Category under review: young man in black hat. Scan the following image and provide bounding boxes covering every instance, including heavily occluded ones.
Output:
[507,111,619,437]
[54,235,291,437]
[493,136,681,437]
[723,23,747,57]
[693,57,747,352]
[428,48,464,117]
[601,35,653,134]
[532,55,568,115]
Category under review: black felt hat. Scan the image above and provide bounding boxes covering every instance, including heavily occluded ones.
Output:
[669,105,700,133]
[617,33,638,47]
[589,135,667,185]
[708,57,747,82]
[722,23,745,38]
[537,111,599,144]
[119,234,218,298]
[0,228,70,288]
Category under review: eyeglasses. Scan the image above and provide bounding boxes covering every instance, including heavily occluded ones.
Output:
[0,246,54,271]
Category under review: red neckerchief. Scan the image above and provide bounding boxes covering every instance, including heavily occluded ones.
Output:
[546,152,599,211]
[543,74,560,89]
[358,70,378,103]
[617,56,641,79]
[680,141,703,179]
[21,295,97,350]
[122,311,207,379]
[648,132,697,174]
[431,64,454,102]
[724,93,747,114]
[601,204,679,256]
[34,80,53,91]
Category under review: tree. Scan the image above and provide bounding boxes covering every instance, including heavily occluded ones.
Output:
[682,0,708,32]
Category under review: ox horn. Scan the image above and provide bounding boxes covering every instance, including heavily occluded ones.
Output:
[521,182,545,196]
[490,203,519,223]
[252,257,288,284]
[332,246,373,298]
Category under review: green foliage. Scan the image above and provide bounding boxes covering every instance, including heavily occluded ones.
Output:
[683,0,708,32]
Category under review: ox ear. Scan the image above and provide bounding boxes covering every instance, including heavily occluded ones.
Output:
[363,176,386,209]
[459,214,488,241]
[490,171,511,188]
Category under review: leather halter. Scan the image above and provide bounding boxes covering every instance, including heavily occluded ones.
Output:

## GOAL:
Reproduce only the part that opens with the line containing "Category under review: black" and closes with the line containing "[537,111,599,144]", replacing "felt" with "wool" and changing nothing else.

## ANSWER TO THE TASK:
Category under review: black wool hat. Scan the image above and provide bounding boxes covering every instance, including heavily occluded ones.
Output:
[669,105,700,133]
[617,33,638,47]
[589,135,667,185]
[708,57,747,82]
[722,23,745,38]
[537,111,599,144]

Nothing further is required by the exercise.